+++ Extrait cité +++

Aller au contenu

Integration

Ce chapitre detaille l'instrumentation de chaque service du catalogue pour alimenter la stack LGTM en metriques, logs et traces.

Vue d'ensemble des integrations

Service Metriques Logs Traces Dashboard
Keycloak Endpoint /metrics natif Logs JSON stdout OTel SDK Java Keycloak Overview
CoreDNS Endpoint /metrics natif Logs structures Non (pas de traces DNS) CoreDNS Overview
CI/CD (Gitea/ArgoCD) Endpoints /metrics Logs JSON OTel spans (pipelines) CI/CD Pipelines
Applications metier OTel SDK Logs JSON structures OTel SDK (auto-instrumentation) Service Overview
Infrastructure (nodes) node_exporter Journal systemd Non Node Overview
Conteneurs (Podman/K8s) cAdvisor / kubelet Logs conteneurs Non Container Overview

Metriques Keycloak

Keycloak expose des metriques Prometheus nativement :

# Configuration Keycloak pour exposer les metriques
# Variable d'environnement ou argument de demarrage
KC_METRICS_ENABLED: "true"

+++ Contenu des données +++

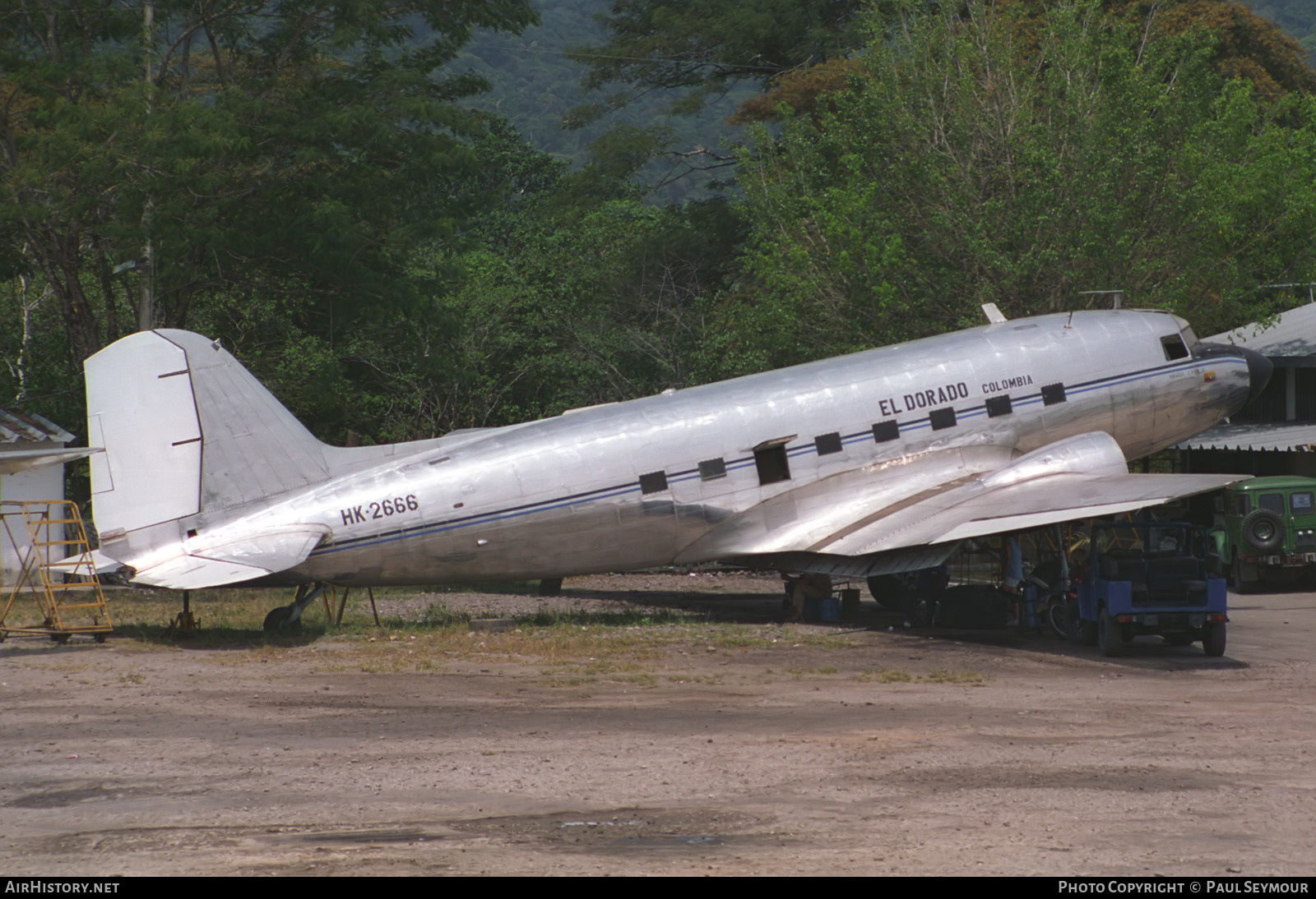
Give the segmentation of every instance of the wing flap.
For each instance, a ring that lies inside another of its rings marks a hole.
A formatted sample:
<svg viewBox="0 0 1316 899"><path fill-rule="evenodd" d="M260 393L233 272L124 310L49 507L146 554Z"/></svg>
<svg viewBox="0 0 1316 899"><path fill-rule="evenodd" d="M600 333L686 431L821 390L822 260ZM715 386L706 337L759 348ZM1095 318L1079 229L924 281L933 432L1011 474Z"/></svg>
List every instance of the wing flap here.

+++
+++ Contenu des données +++

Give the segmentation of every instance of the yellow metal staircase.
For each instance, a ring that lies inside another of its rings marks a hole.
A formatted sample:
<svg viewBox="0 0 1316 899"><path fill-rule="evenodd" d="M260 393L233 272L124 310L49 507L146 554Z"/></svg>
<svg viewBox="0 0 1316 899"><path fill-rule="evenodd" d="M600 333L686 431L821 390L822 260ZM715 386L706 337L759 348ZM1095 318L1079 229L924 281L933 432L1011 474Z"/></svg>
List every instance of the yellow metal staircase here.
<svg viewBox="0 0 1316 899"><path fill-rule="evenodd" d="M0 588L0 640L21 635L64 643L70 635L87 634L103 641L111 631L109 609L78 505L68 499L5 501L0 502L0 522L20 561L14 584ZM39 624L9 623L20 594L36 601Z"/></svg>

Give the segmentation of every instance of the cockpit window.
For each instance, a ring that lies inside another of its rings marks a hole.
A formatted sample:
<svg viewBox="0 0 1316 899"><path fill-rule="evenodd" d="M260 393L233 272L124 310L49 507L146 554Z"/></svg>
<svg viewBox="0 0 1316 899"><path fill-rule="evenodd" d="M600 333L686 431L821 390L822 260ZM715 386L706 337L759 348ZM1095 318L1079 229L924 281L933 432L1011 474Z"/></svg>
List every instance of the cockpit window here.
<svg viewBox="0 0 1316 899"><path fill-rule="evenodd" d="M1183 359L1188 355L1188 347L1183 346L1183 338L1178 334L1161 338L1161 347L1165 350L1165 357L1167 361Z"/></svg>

+++

**Consigne**
Poursuivez la page sur l'instrumentation des services pour la stack LGTM à partir de sa dernière ligne.

**Réponse rédigée**
KC_HEALTH_ENABLED: "true"
# Scrape config Prometheus / Alloy
scrape_configs:
  - job_name: "keycloak"
    metrics_path: /metrics
    scheme: https
    tls_config:
      insecure_skip_verify: false
      ca_file: /etc/prometheus/ca.pem
    static_configs:
      - targets: ["keycloak.entreprise:8443"]
    relabel_configs:
      - source_labels: [__name__]
        regex: "keycloak_(login|token|registration)_.*"
        action: keep

Metriques cles a surveiller :

Metrique Type Signification
keycloak_logins_total Counter Nombre total de connexions
keycloak_login_errors_total Counter Echecs d'authentification
keycloak_registrations_total Counter Inscriptions
keycloak_request_duration_seconds Histogram Latence des requêtes
keycloak_active_sessions Gauge Sessions actives
# Taux d'echec d'authentification (alerte si > 10%)
rate(keycloak_login_errors_total[5m])
/
rate(keycloak_logins_total[5m])
> 0.1

Metriques CoreDNS

CoreDNS expose des metriques via le plugin prometheus :

# Corefile — activer les metriques
.:53 {
    prometheus :9153
    forward . 8.8.8.8 8.8.4.4
    cache 30
    log
    errors
}

Metriques cles :

Metrique Type Signification
coredns_dns_requests_total Counter Requêtes DNS par type (A, AAAA, CNAME)
coredns_dns_responses_total Counter Réponses par code (NOERROR, NXDOMAIN, SERVFAIL)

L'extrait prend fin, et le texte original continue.